Text shown
★ ★ ★ ★ ★ ★ ★

HANS SCHMOLDT AND JIMMIE L. SCHMOLDT, HUSBAND AND WIFE, AND HANS SCHMOLDT
DOING BUSINESS AS SCHMOLDT ENGINEERING SERVICES COMPANY OF BARTLESVILLE, OKLAHOMA, AND CHARLEY HAWKINS, PLAINTIFFS IN ERROR,
v.
CECIL OAKLEY, DOING BUSINESS AS OAKLEY PONTIAC-BUICK MOTOR COMPANY OF BARTLESVILLE, OKLAHOMA, DEFENDANT IN ERROR.

 Syllabus

¶0 Under Constitution, Art. 2, Sec. 22, providing that 'every one may freely speak, write, or publish his sentiments on all subjects, being responsible for the abuse of that right; and no law shall be passed to restrain or abridge the liberty of speech or of the press,' neither the Legislature nor the courts may abridge or restrain the display by defendant of a sign disparaging the quality of a particular make of automobile for which plaintiff's business holds a manufacturer's franchise.

Appeal from the District Court of Washington County; Laton L. Doty, Judge.

Action by Cecil Oakley, doing business as Oakley Pontiac-Buick Motor Company, to enjoin Hans Schmoldt, his wife, and their son, defendants, from interfering with plaintiff's business by displaying on the streets adjacent to and in the vicinity of plaintiff's business, a 7 x 2 1/2 foot sign disparaging defendants' Pontiac Automobile purchased from plaintiff. From a judgment awarding plaintiff permanent injunction, the defendants have appealed. Reversed with directions.

Holliman, Brewer & Worten, Bartlesville, for plaintiffs in error.

Harris & Graham, Bartlesville, for defendant in error.

WELCH, Justice.

¶1 In 1961 plaintiff sold a new Pontiac automobile to Hans Schmoldt, defendant, delivering with it a warranty covering the first 12,000 miles that the car was driven. There was a transmission failure after the car had been driven approximately 30,000 miles which resulted in expense of $561.00 for repair thereof for which sum defendant made claim to plaintiff, exhibiting him a letter which he prepared to send the Pontiac Division of General Motors Corporation, and unless his claim was honored satisfactorily to him, he would make it known generally in the community that he had been ill treated. Upon the rejection of his claim defendant displayed upon his said Pontiac automobile a sign 7 x 2 1/2 feet in size which read:

"LIKE TO HAVE A REAL LEMON - BUY THIS PONTIAC BY GENERAL MOTORS Ed 3-4607 FOR DETAILS,"

and then drove and parked his car upon the street and in the vicinity of plaintiff's place of business. Upon the sign, suspended by strings, defendant hung real lemons.

★ ★ ★ ★ ★ ★ ★

Dataset content
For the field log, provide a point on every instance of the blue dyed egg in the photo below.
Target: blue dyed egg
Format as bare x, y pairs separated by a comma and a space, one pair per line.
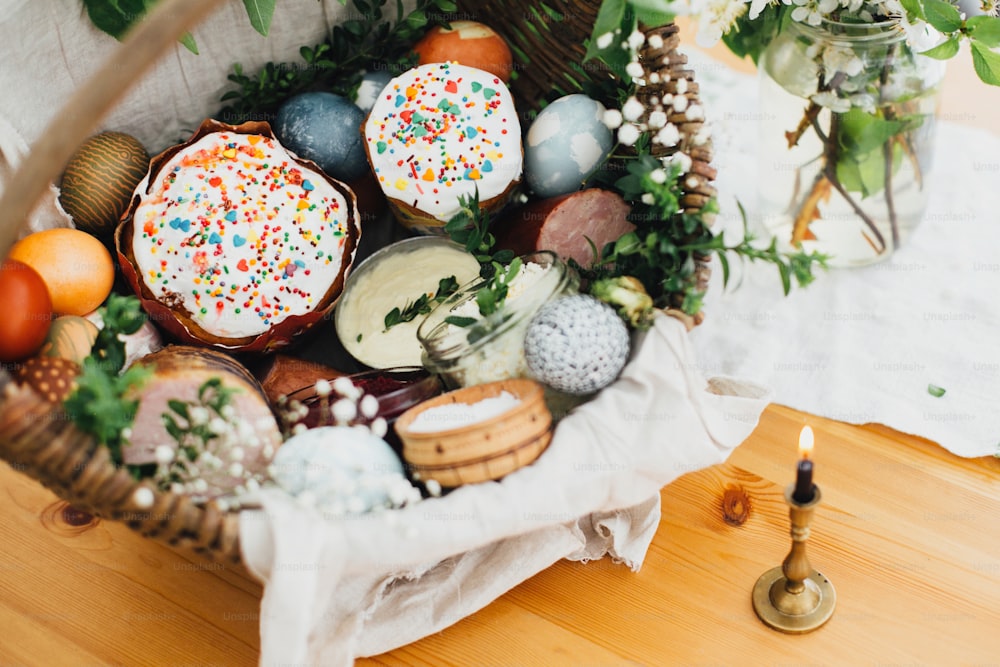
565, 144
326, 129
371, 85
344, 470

★ ★ ★ ★ ★ ★ ★

Exercise requirements
1/ Restate the paragraph of the court case that begins "Action by Cecil Oakley" in no more than three sentences, keeping its main facts.
2/ Copy every line of the entries that follow the court case, omitting the pictures.
The entries have no connection to the court case.

Task-by-task solutions
1/ Cecil Oakley, doing business as Oakley Pontiac-Buick Motor Company, sued to enjoin Hans Schmoldt, his wife, and their son from interfering with his business. They had been displaying a 7 x 2 1/2 foot sign disparaging the Pontiac they bought from him on the streets next to and near his business. The trial court granted a permanent injunction, the defendants appealed, and the judgment was reversed with directions.

2/
For the field log, provide a point on every instance of the blue dyed egg in the photo below.
Target: blue dyed egg
Format as bare x, y pairs separated by a comma and a space, one pair per line.
565, 144
326, 129
371, 85
344, 470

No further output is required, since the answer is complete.